EXERCISE OBJECTIVE:
Please reproduce every one of the records below word for word, with no changes.
>>>
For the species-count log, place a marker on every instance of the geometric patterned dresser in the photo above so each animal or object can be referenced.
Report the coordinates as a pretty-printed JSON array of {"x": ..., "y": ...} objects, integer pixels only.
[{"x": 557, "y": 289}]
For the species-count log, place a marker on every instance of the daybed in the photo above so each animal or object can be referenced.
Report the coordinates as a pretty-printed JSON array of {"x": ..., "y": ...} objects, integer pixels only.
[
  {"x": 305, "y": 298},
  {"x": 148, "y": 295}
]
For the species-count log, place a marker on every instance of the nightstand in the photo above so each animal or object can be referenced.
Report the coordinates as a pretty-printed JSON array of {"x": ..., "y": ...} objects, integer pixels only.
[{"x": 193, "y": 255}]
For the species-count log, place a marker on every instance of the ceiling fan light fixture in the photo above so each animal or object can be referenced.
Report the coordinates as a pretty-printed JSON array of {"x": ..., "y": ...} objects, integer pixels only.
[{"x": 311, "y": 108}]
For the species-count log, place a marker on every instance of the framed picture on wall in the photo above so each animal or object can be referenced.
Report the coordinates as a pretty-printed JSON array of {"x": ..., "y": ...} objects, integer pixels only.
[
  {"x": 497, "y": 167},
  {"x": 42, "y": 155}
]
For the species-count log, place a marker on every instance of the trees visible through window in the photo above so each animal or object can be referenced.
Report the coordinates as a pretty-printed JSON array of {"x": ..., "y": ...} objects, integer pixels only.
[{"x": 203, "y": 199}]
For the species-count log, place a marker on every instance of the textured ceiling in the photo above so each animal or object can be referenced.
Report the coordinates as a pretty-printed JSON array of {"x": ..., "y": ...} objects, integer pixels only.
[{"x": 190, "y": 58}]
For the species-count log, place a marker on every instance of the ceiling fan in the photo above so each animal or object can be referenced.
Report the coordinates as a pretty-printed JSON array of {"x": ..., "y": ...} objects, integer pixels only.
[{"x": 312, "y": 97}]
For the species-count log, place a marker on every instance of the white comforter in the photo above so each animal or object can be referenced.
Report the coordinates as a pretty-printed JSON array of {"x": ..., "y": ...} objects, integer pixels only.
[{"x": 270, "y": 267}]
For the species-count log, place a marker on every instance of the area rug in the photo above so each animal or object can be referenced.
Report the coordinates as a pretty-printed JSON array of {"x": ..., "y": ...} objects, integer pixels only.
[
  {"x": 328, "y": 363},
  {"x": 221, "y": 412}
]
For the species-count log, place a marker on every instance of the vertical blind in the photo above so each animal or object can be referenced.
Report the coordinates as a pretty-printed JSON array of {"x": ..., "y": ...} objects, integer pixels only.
<<<
EXERCISE OUTPUT:
For the species-count log, place a marker on every instance of the geometric patterned dresser in the photo above so each animal or object can be referenced.
Report the coordinates as a pretty-printed JSON array of {"x": ..., "y": ...} objects, integer pixels only.
[{"x": 557, "y": 289}]
For the species-count log, place a marker on every instance of the daybed in the photo above so each animal or object can be referenced.
Report the coordinates as a pretty-printed JSON array of {"x": ..., "y": ...} objects, integer pixels only.
[
  {"x": 305, "y": 298},
  {"x": 148, "y": 295}
]
For the species-count log, place a marker on every instance of the nightstand in the photo above so each animal or object can be referenced.
Report the coordinates as a pretty-printed JSON array of {"x": ..., "y": ...} objects, integer pixels only.
[{"x": 193, "y": 255}]
For the species-count log, place a marker on every instance of the ceiling fan light fixture in the photo above so each animal or object can be referenced.
Report the coordinates as a pretty-printed JSON array of {"x": ..., "y": ...} objects, integer pixels only.
[{"x": 311, "y": 108}]
For the species-count log, place a marker on every instance of the framed picture on wall in the photo above so each animal or object can be referenced.
Report the coordinates as a pretty-printed JSON array of {"x": ..., "y": ...} objects, integer pixels only.
[
  {"x": 497, "y": 167},
  {"x": 42, "y": 155}
]
For the species-count log, place a marker on every instance of the trees visible through window in the photo above so each animal or object can be referenced.
Report the coordinates as a pretty-printed JSON array of {"x": ..., "y": ...} objects, integer pixels only.
[{"x": 203, "y": 199}]
For the species-count log, place a marker on every instance of the textured ceiling in the photo above so each animal or object can be referenced.
Report the coordinates as a pretty-printed JSON array of {"x": ..., "y": ...} objects, integer pixels only.
[{"x": 190, "y": 58}]
For the species-count log, place a marker on every instance of the ceiling fan in the photo above so each animal or object can be referenced.
Report the coordinates as a pretty-printed JSON array of {"x": ..., "y": ...} objects, integer pixels only.
[{"x": 312, "y": 97}]
For the species-count log, place a marker on every instance of the white comforter in the photo above so each animal or object can be referenced.
Report the coordinates as a pretty-printed JSON array of {"x": ..., "y": ...} objects, integer pixels only.
[{"x": 270, "y": 267}]
For the species-count log, place a marker on every instance of the area rug in the photo above so each animal or object can be referenced.
Report the coordinates as a pretty-printed JSON array of {"x": ..., "y": ...} objects, integer pixels only.
[
  {"x": 328, "y": 363},
  {"x": 221, "y": 412}
]
For the species-count log, place a marker on every instance of the vertical blind in the photo above so each animal or object can be referenced.
Report the coordinates as a pretty-printed JSON array of {"x": ..., "y": ...} objects, integer pixels only.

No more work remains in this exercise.